** Input material follows **

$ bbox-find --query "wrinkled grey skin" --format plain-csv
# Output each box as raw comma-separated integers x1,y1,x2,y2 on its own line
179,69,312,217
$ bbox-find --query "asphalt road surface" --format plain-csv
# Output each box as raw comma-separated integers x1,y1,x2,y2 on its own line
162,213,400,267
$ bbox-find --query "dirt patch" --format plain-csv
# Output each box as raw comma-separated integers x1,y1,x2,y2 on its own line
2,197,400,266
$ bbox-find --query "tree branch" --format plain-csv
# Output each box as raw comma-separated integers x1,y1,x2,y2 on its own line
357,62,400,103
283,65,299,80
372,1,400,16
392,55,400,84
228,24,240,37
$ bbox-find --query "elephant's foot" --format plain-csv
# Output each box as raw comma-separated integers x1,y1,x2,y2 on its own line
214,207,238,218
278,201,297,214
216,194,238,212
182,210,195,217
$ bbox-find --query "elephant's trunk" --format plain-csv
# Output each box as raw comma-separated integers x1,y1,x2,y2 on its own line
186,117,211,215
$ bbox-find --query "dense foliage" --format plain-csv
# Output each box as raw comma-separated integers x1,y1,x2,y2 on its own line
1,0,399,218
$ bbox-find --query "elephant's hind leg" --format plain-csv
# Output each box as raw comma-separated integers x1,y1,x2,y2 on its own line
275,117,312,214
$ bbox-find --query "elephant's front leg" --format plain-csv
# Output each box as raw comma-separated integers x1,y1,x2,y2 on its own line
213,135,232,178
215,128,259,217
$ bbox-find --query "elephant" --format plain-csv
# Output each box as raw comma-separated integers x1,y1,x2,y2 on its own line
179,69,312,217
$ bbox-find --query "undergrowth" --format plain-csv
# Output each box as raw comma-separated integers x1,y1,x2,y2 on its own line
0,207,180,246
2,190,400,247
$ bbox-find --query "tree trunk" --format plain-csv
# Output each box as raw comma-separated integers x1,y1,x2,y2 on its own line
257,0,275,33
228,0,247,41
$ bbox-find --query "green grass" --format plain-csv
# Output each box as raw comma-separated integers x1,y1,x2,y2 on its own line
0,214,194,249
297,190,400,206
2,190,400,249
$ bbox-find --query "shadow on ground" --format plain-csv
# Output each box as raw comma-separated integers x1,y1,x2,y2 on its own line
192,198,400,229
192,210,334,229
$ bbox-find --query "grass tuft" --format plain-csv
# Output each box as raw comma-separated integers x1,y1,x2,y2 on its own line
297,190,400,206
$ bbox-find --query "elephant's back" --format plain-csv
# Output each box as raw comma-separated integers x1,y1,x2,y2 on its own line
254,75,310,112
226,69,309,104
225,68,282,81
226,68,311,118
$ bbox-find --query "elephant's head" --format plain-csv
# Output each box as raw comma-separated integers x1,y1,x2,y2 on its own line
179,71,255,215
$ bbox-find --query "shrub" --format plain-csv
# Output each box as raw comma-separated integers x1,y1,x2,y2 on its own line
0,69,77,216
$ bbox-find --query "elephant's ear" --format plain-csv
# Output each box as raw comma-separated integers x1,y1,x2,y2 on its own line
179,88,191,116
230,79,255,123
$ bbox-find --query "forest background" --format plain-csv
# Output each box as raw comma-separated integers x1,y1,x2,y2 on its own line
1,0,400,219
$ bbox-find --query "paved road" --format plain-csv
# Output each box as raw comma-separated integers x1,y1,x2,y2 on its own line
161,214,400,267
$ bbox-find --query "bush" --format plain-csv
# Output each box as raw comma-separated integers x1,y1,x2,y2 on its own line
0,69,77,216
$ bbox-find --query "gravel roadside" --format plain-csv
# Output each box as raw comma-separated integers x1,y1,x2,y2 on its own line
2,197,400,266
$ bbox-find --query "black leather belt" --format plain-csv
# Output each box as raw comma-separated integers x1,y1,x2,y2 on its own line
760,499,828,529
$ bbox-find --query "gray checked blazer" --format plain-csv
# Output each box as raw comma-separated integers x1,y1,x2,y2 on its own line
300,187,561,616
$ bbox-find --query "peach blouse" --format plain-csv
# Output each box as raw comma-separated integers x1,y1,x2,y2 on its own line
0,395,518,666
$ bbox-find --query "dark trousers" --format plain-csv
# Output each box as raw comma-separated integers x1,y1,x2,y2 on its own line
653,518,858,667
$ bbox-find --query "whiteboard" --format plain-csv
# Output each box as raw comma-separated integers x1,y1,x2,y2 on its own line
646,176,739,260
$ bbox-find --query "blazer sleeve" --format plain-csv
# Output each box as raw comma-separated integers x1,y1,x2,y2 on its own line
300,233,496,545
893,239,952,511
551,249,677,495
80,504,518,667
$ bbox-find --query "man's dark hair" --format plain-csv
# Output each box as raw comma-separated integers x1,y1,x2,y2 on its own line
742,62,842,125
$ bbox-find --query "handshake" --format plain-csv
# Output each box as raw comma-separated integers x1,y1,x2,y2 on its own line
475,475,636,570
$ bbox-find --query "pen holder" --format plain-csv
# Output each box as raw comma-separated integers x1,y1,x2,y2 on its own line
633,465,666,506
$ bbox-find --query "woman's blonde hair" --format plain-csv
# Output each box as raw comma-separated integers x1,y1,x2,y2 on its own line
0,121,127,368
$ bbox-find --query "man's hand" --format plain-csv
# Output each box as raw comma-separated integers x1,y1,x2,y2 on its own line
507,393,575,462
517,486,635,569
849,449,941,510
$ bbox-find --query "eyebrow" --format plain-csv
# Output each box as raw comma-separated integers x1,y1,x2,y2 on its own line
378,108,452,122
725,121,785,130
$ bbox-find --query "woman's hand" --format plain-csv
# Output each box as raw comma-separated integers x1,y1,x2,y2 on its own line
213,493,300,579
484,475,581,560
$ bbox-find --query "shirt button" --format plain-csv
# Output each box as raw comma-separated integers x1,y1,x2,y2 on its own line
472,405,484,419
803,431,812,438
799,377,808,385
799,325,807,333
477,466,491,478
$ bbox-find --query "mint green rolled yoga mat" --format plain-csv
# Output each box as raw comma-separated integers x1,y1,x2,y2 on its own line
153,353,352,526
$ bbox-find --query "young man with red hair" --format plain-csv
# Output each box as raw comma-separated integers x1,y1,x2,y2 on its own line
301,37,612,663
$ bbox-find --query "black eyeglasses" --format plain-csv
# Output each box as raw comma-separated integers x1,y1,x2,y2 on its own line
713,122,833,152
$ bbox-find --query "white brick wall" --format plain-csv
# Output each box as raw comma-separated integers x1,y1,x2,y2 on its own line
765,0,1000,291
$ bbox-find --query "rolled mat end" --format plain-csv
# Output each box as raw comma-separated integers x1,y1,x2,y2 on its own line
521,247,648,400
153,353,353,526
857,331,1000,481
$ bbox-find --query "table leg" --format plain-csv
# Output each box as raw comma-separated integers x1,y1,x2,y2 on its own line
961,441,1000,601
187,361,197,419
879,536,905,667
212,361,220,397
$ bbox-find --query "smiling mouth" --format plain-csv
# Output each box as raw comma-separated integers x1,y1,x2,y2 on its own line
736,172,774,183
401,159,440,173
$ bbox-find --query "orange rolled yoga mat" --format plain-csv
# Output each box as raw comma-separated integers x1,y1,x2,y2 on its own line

** End of Input material **

> [Exercise brief]: This exercise requires the lines of the entries containing the string "blazer".

> [Exercise answer]:
$ bbox-find --query "gray checked blazer" --format plain-csv
$ bbox-find --query "blazer sleeve" --format plain-csv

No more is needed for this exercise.